Richiesta A>
Nel testo sulla tutela dei minori, qual è il primo passo nel prendersi cura dei più piccoli e deboli?
Richiesta B>
Ricopia dal testo sulla tutela dei minori il passo che va da "La protezione e" fino a "nelle comunità ecclesiali." compreso.

Testo estratto>
::::

Oltre alla responsabilizzazione comunitaria e alla formazione degli operatori pastorali, il cammino formativo dei seminaristi e candidati alla vita presbiterale e consacrata, richiede una grande prudenza nei criteri di ammissione con “grande attenzione” anche per la formazione permanente.

La protezione e la tutela dei minori e delle persone vulnerabili sono il criterio dirimente delle scelte operate dalle Linee guida e parte integrante della missione della Chiesa che si prende cura dei più piccoli e deboli di cui il primo passo è l’ascolto e l’accompagnamento, facendosi carico di loro, favorendo una cultura di prevenzione con la formazione dei candidati agli ordini sacri e alla vita consacrata, degli operatori pastorali e di quanti in modo diverso hanno contatto con i minori nelle comunità ecclesiali.

Nella ricerca della verità e nel perseguimento della giustizia la Chiesa si serve di tutti i mezzi a sua disposizione. Le procedure canoniche devono essere rigorosamente rispettate senza la pretesa di sostituirsi alle autorità civili, affinché all’interno della comunità ecclesiale possa essere ristabilita la giustizia rispetto a quei casi in cui i comportamenti che non sono considerati reati per lo Stato, lo sono per la normativa canonica.

::::

[Righe di dataset sulla posizione degli oggetti]

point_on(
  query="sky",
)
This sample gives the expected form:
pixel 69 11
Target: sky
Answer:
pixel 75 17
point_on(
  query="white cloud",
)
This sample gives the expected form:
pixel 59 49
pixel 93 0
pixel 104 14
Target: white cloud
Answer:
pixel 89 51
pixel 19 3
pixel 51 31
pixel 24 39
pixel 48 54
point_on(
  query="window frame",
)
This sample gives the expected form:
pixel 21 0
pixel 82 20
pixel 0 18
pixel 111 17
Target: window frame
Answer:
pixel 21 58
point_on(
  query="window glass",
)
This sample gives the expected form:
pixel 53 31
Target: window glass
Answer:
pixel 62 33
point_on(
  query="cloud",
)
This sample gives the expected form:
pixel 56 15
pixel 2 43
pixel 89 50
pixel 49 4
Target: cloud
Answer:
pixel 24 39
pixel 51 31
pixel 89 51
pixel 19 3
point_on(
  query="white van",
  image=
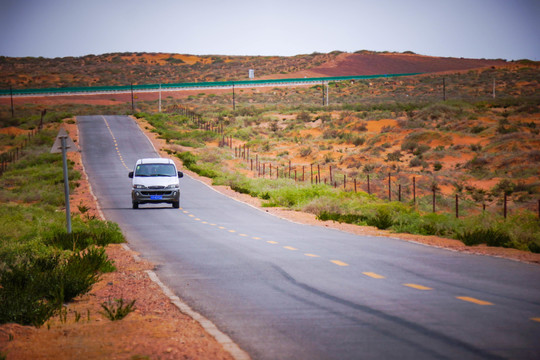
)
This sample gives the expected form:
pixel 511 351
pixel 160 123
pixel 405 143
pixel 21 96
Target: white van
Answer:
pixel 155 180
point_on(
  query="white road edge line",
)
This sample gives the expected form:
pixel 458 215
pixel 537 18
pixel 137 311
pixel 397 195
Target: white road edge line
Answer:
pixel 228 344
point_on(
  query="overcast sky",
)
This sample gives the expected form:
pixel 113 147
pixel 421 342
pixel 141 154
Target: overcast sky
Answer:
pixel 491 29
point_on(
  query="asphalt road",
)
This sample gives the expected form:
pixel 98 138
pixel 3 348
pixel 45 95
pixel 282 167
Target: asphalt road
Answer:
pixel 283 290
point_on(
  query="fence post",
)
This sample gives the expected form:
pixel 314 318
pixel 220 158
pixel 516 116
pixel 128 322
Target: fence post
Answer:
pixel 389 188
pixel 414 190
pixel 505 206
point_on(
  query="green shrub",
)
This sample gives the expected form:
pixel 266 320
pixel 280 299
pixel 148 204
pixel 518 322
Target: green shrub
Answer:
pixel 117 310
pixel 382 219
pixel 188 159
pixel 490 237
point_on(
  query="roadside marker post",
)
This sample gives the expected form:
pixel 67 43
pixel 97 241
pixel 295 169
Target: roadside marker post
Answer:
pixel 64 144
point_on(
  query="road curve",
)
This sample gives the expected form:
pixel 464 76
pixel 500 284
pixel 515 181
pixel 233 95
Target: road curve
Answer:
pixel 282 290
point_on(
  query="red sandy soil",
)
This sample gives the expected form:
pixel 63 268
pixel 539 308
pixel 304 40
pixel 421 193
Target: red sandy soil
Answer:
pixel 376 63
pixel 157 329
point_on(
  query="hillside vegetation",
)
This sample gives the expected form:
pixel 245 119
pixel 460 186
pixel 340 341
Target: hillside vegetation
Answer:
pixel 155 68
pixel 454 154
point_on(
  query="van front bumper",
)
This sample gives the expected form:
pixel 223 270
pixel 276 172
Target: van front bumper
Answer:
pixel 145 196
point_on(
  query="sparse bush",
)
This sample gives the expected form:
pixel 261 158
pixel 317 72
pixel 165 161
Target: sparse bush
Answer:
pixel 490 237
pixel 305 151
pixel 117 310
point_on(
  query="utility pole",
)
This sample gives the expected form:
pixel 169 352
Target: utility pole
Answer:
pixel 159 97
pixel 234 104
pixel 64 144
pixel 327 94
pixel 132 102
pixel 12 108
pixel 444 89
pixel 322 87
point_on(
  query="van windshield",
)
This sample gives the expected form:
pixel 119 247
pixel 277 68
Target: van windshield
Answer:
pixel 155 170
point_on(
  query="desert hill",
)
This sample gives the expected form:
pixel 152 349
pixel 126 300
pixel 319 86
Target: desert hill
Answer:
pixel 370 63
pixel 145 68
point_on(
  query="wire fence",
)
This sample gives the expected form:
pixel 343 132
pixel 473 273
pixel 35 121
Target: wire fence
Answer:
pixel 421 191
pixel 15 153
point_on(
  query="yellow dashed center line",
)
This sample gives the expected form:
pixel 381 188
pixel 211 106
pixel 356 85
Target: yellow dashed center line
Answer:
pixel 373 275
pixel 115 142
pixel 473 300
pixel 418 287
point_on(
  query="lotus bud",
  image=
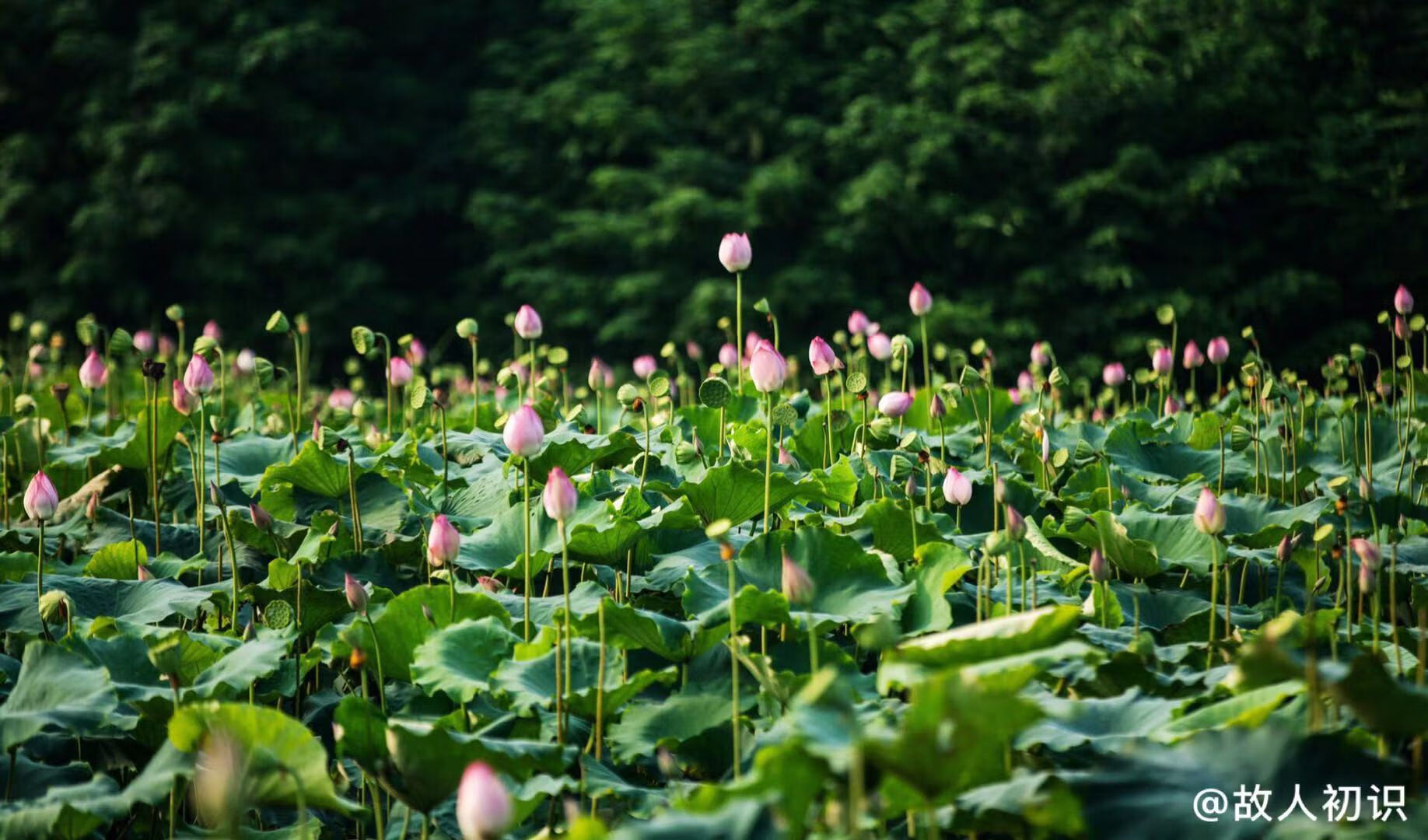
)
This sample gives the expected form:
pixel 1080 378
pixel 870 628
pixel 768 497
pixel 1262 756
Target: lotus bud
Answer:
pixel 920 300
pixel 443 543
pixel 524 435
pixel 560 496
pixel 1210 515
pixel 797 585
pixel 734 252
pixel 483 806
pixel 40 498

::::

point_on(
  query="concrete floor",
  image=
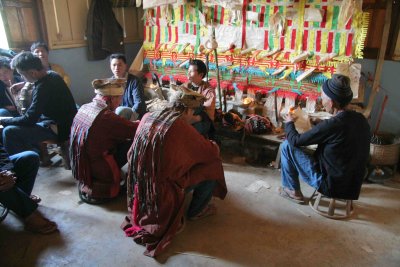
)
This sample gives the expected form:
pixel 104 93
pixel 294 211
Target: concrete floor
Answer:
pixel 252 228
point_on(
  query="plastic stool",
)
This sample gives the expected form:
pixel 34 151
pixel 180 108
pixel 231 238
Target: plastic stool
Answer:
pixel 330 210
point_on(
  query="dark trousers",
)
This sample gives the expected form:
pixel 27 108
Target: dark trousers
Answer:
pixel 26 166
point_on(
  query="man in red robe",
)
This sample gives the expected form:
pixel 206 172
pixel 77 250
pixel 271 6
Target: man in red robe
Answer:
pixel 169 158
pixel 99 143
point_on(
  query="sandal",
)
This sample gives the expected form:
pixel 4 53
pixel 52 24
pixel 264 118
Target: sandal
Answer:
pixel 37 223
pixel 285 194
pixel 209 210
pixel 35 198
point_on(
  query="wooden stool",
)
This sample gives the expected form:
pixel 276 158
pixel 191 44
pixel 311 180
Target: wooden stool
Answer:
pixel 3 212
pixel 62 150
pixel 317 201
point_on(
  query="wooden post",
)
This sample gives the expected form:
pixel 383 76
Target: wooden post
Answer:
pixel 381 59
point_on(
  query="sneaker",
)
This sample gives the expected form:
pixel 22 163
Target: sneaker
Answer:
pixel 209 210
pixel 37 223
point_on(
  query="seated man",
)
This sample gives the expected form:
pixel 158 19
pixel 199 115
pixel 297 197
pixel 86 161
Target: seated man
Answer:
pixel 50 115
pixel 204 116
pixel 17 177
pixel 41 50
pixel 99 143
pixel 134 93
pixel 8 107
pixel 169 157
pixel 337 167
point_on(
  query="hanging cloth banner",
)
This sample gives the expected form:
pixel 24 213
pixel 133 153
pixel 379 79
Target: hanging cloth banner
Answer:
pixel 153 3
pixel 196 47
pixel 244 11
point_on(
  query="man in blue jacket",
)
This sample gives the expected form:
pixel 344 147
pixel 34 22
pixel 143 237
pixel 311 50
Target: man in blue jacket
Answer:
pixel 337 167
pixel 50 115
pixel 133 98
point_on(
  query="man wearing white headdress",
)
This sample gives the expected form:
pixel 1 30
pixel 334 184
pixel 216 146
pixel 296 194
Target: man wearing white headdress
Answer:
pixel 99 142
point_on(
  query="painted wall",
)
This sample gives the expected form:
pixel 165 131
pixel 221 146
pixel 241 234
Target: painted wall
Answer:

::::

Soluzione completa A>
Il primo passo è l’ascolto e l’accompagnamento.

Soluzione completa B>
La protezione e la tutela dei minori e delle persone vulnerabili sono il criterio dirimente delle scelte operate dalle Linee guida e parte integrante della missione della Chiesa che si prende cura dei più piccoli e deboli di cui il primo passo è l’ascolto e l’accompagnamento, facendosi carico di loro, favorendo una cultura di prevenzione con la formazione dei candidati agli ordini sacri e alla vita consacrata, degli operatori pastorali e di quanti in modo diverso hanno contatto con i minori nelle comunità ecclesiali.